=== COMPLETE THE FOLLOWING ===
(a) Reproduce the passage of the Incipio article between "Fathollahi built Incipio" and "and subordinated debt.", inclusive.
(b) Write the next part of the article about Incipio and its founder, picking up after its final sentence.

=== ARTICLE ===
Other cannabis-focused products its website promotes are bags for “discreet” transport.

“With the [cannabis] market in its infancy, there is fantastic opportunity for a disruptive brand to change the landscape of the industry,” Fathollahi said.

The Interest

Fathollahi built Incipio into a designer and developer of mobile accessories with a focus on cases, bags, speakers and powering devices sold under licensed and company-owned brands.

He also convinced Wall Street of its potential.

In 2015, Monroe Capital LLC (Nasdaq: MRCC) provided $55 million in a unitranche secured loan to support the growth of Incipio. Unitranche is a combination of senior and subordinated debt.

In 2016, Incipio sold a minority stake to private equity investor Goode Partners LLC of New York on undisclosed terms. Goode’s website still lists Incipio as one of its companies.

=== ROWS ===
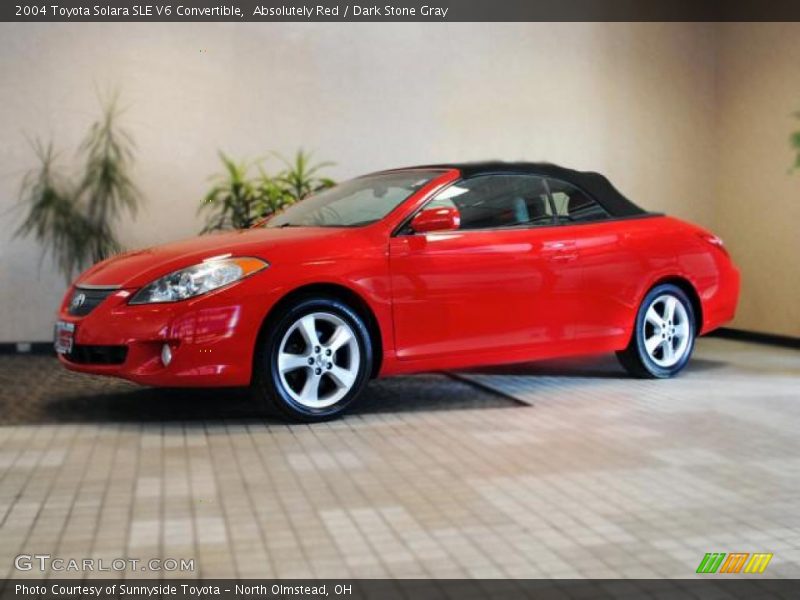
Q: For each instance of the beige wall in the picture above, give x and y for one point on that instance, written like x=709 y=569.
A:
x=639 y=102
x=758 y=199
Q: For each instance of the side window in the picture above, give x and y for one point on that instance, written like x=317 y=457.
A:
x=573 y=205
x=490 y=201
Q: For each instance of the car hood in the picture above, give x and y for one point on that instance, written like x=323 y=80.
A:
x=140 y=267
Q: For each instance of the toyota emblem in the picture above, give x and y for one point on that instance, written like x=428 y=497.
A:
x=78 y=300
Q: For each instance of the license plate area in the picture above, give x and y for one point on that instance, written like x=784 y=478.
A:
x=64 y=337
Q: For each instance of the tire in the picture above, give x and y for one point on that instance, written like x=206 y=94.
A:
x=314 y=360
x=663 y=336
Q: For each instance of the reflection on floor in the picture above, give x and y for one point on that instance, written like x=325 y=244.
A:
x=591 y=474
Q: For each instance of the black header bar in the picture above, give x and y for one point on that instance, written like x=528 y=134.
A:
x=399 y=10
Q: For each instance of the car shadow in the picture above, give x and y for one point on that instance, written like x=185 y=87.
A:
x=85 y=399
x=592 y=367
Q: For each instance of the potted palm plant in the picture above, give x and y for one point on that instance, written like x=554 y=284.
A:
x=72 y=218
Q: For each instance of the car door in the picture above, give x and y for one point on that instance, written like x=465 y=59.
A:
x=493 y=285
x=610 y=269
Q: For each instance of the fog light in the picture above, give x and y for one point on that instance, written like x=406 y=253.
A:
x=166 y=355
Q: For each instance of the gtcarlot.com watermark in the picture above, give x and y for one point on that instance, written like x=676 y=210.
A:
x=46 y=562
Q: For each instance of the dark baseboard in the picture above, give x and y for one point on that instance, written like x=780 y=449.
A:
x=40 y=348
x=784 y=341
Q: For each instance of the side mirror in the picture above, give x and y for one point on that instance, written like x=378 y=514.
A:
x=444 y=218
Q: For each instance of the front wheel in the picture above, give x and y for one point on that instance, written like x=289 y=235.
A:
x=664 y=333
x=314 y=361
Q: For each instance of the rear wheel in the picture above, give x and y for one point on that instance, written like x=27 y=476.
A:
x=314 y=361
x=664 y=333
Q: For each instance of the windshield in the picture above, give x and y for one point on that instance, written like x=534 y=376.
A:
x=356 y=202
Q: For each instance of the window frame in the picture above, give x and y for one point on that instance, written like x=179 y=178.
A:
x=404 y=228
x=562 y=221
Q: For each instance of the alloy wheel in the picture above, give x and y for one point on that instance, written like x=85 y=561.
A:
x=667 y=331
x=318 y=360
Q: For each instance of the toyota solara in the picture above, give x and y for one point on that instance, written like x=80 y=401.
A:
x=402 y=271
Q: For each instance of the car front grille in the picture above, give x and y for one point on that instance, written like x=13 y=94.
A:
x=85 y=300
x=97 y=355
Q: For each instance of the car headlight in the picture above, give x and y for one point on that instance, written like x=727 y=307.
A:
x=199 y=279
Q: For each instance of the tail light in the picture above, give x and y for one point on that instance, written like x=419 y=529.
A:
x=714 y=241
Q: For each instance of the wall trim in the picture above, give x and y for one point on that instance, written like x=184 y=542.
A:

=== WRITTEN ANSWERS ===
(a)
Fathollahi built Incipio into a designer and developer of mobile accessories with a focus on cases, bags, speakers and powering devices sold under licensed and company-owned brands.

He also convinced Wall Street of its potential.

In 2015, Monroe Capital LLC (Nasdaq: MRCC) provided $55 million in a unitranche secured loan to support the growth of Incipio. Unitranche is a combination of senior and subordinated debt.

(b)
In recent years, Incipio acquired a number of smaller companies. The company lists 11 offices around the world and has employed as many as 500 employees at one time. The company has indicated that its sales have reached the hundreds of millions of dollars.

The Signs

Yet, there are signs that Incipio is struggling.

Last month, the company announced Rusty Everett as executive vice president of sales.

“We are enthusiastic about Rusty coming on board to lead our sales team at Incipio Group,” Chief Executive Stuart Noyes said in a company issued statement.

What was far more interesting was Noyes’ appearance as CEO in the press release. It was just last September that Incipio hired Tom Park as CEO to replace Fathollahi.

Noyes is also managing partner and co-founder of Winter Harbor LLC, a Boston-based company that helps “businesses facing difficult situations.”

It raises capital and provides “interim management,” including CEOs.

Winter Harbor’s webpage said Noyes is an expert in bankruptcies and is a member of the Turnaround Management Association.

Fathollahi and spokespeople for Incipio and Winter Harbor declined to comment.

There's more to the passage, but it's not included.